Quoted text:
**********

Shards per CPU

Should my shard allocation strategy take available CPUs into considerations?

When using a mutli processor machine, I saw a serious slow down in indexing and query speeds when using 1 shard, while getting much better speeds when allocation 4 shards (machine has 8 CPUs).

If I have 1 shard, does that mean that I can only use one bulk/search thread for that index? Does using multiple shards have an impact on disk I/O? (I was under the impression that writing to 1 file will produce the same results as writing to 4 files in terms of disk I/O, am I wrong?)


by default a single shard already allows for concurrency and there shouldnt be an issue running a single shard on a single machine. Maybe you can elaborate on your test scenario? Any special configuration? Special machine setup?



I have a 20 CPU machine running ES in a docker container, a single node with a single index. I also have a small application that writes logs to a Kafka topic and a logstash instance that is subscribed to that topic and ships the logs into the index.

I then fill the topic with messages as fast as I can and let Logstash do its job. When the index is set to 1 shard, it took me about 140 seconds to index 500,000 messages and a complex query on that index took about 140ms, when I set the index to 5 shards, indexing took about 120 seconds and the same query took about 50ms, running with 10 shards took about 100 seconds and query speed was about 30ms. This is a testing ground, so no other indices are on that node and in each test I start by deleting the previous index and starting all over. I'm also restarting the logstash and Kafka nodes and before each test run I warm up the logstash instance by inserting about 100,000 records, then deleting the index and only then starting the test.

**********

Source data:
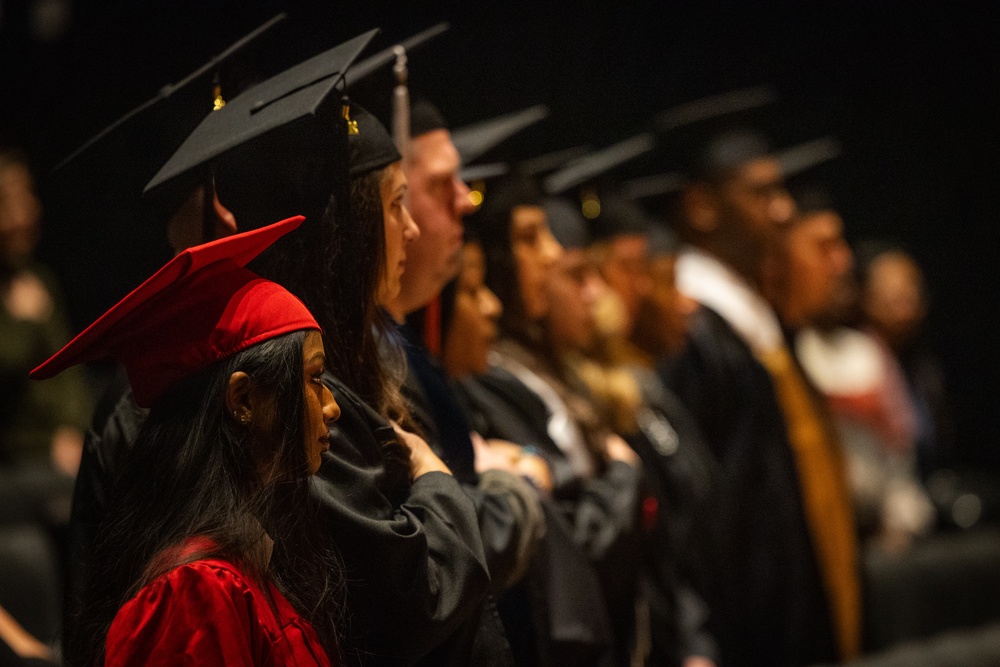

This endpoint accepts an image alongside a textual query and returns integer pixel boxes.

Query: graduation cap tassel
[392,44,410,157]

**********

Exercise set:
1. In the forum thread on shards per CPU, how long did indexing 500,000 messages take with 10 shards?
2. Rewrite the paragraph of the forum thread on shards per CPU that begins "I then fill the topic" as a brief bulleted list, keeping its main facts.
3. Carry on the forum thread on shards per CPU from the point at which it stops.

Answer list:
1. About 100 seconds.

2.
- The Kafka topic is filled with messages as fast as possible, and Logstash indexes them.
- 1 shard: about 140 seconds to index 500,000 messages; a complex query took about 140 ms.
- 5 shards: indexing took about 120 seconds; the same query took about 50 ms.
- 10 shards: indexing took about 100 seconds; the query took about 30 ms.
- The node holds no other indices, and the previous index is deleted before each test.
- The Logstash and Kafka nodes are restarted before each run.
- Logstash is warmed up with about 100,000 records, and that index is deleted before the test starts.

3.
Forgot to mention that I'm running ES 2.4.0 without any special configuration other than mlockall.

Any ideas @spinscale?

I did some benchmarking on Elastic Cloud for Elastic{ON}, and saw an increase in indexing performance when going from 1 to 2 shards. After that the indexing throughput gain trailed off and eventually actually got worse.

As queries are performed in parallel across shards using a single thread per query and shard, the minimum query time will depend on the shard size. If you are running queries through a single thread without any indexing, I would expect better latencies against a larger number of smaller shards (up to the number of CPU cores) as more work can be done in parallel. In a real-life scenario where you need to serve multiple queries concurrently, this may however not be the most efficient setup. When you start testing concurrent indexing and querying this type of theoretical analysis get a lot trickier as indexing and querying compete for the same resources and affect each other.

If possible, benchmark with a realistic mix of concurrent indexing and query load. This will give you the best idea of how your node/cluster performs.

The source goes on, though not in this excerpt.